- Task list
1) In the earthquake report below, rewrite the paragraph beginning "Many of the colorful adobe buildings" as a bulleted list that keeps its main facts.
2) Pick up the earthquake report below after its final sentence, about the wait for an X-ray, and carry the account forward.

** Text shown follows **

The president said the government would pay for the funerals of all victims in the impoverished region.
Efrain Ramos helped load a tiny casket carrying the body of his 6-year-old niece from San Marcos' morgue to a waiting pickup truck.
"She is my niece. The little girl died when a wall fell over her," a shocked Ramos told a reporter. He said the girl was playing in her room when the quake hit.
The girl's mother hugged the coffin wrapped with white lace and tulle while sobbing uncontrollably.
Ramos said the family would escort his niece Rosa's body back home for a viewing.
In the town of San Cristobal Cochu, firefighters were trying to dig out 10 members of one family, including a 4-year-old child, who were buried when their house collapsed, fire department spokesman Ovidio Perez told the radio station Emisoras Unidas.
Many of the colorful adobe buildings in the 10-square-mile center of San Marcos were either cracked or reduced to rubble, including the police station and the courthouse. The temblor left a large gash in one of the streets, and hundreds of frightened villagers stood in the open, refusing to go back inside.
Hundreds of people crammed into the hallways of the small town hospital waiting for medical staff to help injured family members, some complaining they were not getting care quickly enough.
Ingrid Lopez, who went to the hospital with a 72-year-old aunt whose legs were crushed by a falling wall, said she had waited hours for an X-ray.

** End of Text shown **
** Information follows **

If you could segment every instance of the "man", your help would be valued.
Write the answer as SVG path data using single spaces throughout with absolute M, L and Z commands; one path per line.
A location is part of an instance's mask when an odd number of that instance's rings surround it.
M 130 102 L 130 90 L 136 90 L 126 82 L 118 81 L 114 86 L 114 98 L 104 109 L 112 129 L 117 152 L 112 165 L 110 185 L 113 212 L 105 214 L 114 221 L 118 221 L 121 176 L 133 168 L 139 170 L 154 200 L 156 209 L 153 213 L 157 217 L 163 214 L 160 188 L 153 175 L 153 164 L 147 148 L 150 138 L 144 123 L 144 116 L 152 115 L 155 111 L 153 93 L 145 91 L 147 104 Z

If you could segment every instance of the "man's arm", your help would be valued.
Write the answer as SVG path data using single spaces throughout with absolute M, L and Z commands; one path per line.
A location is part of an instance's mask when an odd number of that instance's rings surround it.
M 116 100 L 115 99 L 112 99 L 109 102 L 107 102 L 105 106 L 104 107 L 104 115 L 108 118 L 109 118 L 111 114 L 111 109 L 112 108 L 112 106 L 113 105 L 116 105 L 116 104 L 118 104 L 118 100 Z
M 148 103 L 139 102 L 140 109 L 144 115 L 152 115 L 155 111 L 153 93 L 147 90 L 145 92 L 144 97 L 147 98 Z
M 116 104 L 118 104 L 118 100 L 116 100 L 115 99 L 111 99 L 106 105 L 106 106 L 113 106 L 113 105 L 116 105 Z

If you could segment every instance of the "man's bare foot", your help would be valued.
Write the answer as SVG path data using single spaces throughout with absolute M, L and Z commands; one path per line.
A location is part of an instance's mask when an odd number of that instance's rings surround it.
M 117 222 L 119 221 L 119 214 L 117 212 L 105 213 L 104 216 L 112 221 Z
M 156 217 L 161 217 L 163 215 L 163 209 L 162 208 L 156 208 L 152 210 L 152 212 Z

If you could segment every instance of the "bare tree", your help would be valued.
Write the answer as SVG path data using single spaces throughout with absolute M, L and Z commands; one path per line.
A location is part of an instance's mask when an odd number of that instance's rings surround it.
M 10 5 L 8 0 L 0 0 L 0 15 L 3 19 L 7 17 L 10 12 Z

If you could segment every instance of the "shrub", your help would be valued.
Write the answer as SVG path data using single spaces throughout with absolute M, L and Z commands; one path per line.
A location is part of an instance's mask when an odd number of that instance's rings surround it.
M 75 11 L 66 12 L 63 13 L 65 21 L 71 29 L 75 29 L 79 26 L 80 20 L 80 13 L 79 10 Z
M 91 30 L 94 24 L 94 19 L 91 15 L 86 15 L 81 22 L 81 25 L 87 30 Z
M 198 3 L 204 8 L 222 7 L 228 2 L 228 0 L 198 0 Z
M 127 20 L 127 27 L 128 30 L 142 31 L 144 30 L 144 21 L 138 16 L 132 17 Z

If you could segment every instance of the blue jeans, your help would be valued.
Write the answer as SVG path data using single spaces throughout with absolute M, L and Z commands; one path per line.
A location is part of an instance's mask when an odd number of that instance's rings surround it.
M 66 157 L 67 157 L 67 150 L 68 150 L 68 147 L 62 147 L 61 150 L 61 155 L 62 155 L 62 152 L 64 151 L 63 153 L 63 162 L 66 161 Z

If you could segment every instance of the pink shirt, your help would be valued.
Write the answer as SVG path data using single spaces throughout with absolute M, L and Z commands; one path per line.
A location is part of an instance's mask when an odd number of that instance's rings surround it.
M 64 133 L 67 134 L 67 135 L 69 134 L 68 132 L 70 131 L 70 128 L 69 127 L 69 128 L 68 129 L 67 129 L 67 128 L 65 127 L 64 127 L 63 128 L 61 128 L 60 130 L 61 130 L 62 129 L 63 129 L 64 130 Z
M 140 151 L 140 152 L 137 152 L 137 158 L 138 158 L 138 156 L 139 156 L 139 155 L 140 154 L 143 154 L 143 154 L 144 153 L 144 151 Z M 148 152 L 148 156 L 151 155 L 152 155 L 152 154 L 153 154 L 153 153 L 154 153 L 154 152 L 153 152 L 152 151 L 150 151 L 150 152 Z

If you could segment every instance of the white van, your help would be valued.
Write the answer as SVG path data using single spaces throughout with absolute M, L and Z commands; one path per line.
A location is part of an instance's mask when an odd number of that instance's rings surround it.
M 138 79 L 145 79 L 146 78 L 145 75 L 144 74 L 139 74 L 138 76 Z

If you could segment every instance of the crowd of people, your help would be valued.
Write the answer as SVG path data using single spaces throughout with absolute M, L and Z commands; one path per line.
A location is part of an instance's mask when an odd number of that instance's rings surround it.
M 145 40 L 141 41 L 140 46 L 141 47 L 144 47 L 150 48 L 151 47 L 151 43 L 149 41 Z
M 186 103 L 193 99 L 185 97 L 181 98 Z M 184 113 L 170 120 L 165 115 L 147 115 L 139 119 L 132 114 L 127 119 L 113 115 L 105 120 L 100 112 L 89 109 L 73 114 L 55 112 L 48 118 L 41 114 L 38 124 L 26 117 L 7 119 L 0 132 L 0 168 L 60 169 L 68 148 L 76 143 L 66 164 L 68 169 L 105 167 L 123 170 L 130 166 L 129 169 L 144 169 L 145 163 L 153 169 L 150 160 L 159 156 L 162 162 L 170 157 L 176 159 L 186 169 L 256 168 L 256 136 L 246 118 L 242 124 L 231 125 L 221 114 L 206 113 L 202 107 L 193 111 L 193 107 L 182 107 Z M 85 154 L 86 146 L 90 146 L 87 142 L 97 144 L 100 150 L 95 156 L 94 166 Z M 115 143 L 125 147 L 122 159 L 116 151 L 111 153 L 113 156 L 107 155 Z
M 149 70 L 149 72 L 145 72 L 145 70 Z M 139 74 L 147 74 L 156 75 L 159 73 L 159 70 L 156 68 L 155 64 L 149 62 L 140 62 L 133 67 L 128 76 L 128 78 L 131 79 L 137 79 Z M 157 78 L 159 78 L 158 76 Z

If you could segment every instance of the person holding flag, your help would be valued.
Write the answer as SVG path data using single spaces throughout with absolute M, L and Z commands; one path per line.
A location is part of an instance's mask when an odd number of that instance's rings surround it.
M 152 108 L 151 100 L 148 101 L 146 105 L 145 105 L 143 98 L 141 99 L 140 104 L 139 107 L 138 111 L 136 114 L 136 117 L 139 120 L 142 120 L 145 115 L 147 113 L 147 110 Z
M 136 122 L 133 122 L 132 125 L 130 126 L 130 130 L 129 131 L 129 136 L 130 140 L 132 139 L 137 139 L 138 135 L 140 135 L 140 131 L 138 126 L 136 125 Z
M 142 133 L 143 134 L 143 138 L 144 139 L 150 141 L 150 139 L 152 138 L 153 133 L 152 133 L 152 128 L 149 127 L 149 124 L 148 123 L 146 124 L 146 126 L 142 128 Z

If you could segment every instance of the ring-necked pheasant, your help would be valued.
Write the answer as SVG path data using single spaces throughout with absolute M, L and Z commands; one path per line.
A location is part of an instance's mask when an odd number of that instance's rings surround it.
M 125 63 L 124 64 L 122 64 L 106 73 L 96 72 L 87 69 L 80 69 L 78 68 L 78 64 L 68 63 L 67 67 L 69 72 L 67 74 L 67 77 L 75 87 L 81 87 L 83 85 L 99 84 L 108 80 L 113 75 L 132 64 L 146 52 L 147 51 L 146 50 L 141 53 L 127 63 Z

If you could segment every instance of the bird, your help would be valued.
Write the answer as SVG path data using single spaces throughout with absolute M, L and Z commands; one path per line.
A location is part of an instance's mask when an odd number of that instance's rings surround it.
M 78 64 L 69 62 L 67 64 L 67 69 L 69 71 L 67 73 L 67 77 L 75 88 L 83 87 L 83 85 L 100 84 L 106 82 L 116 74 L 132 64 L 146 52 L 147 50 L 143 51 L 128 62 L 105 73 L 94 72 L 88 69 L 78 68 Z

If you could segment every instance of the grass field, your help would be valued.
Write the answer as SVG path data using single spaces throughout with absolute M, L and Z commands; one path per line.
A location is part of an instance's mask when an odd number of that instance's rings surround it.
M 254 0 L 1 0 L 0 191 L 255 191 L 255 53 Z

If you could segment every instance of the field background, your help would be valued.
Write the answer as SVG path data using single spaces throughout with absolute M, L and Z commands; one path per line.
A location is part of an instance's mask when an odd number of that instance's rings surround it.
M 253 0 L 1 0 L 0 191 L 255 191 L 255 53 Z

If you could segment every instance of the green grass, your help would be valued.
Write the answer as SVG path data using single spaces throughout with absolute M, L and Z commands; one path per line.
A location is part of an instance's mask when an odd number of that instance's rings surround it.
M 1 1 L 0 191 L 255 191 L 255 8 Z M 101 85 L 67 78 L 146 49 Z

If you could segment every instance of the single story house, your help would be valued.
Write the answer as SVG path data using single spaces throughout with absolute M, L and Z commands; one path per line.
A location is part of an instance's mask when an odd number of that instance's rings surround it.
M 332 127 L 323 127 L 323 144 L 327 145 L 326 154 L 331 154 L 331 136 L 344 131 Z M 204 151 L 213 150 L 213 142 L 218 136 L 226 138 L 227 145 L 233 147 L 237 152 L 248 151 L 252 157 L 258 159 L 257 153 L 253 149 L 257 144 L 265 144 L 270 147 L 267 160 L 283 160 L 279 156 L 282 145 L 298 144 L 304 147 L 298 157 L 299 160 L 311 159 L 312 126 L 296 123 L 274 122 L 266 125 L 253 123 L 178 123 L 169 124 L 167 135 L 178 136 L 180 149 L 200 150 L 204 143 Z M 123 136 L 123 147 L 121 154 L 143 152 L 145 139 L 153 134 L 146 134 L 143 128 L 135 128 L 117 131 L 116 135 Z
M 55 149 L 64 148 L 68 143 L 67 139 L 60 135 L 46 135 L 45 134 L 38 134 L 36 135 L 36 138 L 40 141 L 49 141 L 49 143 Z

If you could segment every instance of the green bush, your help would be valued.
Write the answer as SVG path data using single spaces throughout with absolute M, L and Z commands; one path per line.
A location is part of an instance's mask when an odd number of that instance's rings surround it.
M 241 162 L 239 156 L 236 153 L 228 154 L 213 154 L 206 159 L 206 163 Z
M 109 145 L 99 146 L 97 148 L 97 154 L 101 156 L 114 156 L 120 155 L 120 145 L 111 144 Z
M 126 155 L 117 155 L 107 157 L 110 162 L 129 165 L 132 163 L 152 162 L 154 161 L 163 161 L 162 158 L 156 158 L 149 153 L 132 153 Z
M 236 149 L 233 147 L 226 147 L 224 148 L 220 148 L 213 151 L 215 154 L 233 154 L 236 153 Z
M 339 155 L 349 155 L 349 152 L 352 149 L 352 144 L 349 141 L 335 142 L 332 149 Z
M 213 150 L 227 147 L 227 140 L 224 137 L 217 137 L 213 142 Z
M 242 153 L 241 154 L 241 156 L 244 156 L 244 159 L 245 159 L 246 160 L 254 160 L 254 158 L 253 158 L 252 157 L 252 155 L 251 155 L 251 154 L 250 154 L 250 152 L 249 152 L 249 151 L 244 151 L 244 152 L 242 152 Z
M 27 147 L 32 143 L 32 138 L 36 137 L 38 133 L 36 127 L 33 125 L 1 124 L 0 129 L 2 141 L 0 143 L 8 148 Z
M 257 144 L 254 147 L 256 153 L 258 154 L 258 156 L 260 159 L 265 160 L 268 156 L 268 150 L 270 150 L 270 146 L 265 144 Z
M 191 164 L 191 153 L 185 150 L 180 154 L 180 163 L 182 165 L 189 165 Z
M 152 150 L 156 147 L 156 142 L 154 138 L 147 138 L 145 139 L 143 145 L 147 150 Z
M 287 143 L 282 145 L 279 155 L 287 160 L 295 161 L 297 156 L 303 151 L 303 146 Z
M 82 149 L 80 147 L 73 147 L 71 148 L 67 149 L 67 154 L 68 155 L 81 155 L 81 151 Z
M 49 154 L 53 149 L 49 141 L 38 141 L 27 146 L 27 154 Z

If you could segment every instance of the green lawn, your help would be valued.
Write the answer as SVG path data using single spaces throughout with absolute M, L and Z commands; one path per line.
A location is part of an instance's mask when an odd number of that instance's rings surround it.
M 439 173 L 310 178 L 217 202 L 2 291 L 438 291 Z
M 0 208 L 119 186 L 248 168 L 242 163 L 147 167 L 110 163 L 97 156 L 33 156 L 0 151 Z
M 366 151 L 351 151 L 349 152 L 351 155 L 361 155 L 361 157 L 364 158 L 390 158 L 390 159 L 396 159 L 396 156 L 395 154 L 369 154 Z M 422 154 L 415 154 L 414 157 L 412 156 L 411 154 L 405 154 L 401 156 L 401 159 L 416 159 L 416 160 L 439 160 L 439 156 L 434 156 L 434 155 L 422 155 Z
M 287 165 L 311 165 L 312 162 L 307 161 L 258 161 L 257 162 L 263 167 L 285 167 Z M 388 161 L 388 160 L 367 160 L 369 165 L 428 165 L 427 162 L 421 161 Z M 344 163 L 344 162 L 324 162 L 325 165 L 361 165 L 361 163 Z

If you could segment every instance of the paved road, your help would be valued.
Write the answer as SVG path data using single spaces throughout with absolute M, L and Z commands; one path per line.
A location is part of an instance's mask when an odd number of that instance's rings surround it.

** End of Information **

- Answers to the exercise
1)
- Many of the colorful adobe buildings in San Marcos' 10-square-mile center were cracked or reduced to rubble.
- The damaged buildings included the police station and the courthouse.
- The temblor left a large gash in one of the streets.
- Hundreds of frightened villagers stood in the open and refused to go back inside.

2)
"We ask the president to improve conditions at the hospital," she said. "There isn't enough staff."
The quake, which was 20 miles deep, was centered 15 miles off the coastal town of Champerico and 100 miles southwest of Guatemala City. It was the strongest earthquake to hit Guatemala since a 1976 temblor that killed 23,000.
Officials said most of 100 missing were from San Marcos. The mainly indigenous inhabitants farm corn and herd cattle, mostly for their own survival.
Hospital officials in San Marcos said they had received 150 injured.
"I've been in Guatemala for almost two years and I am used to earthquakes. This was a lot more severe, a lot more shaky," said Peace Corps volunteer Adam Baker, 27, of Carmel, Indiana, who tweeted a picture of a small landslide behind his house in the nearby state of Quetzaltenango. "Things fell in my kitchen."
Perez said more than 2,000 soldiers were deployed from a base in San Marcos to help with the disaster. A plane had already made two trips to carry relief teams to the area.
The president urged people to stay put as emergency crews try to reach victims on the few roads not blocked by landslides or debris. He also encouraged people in the affected areas to stay outside and away from tall buildings.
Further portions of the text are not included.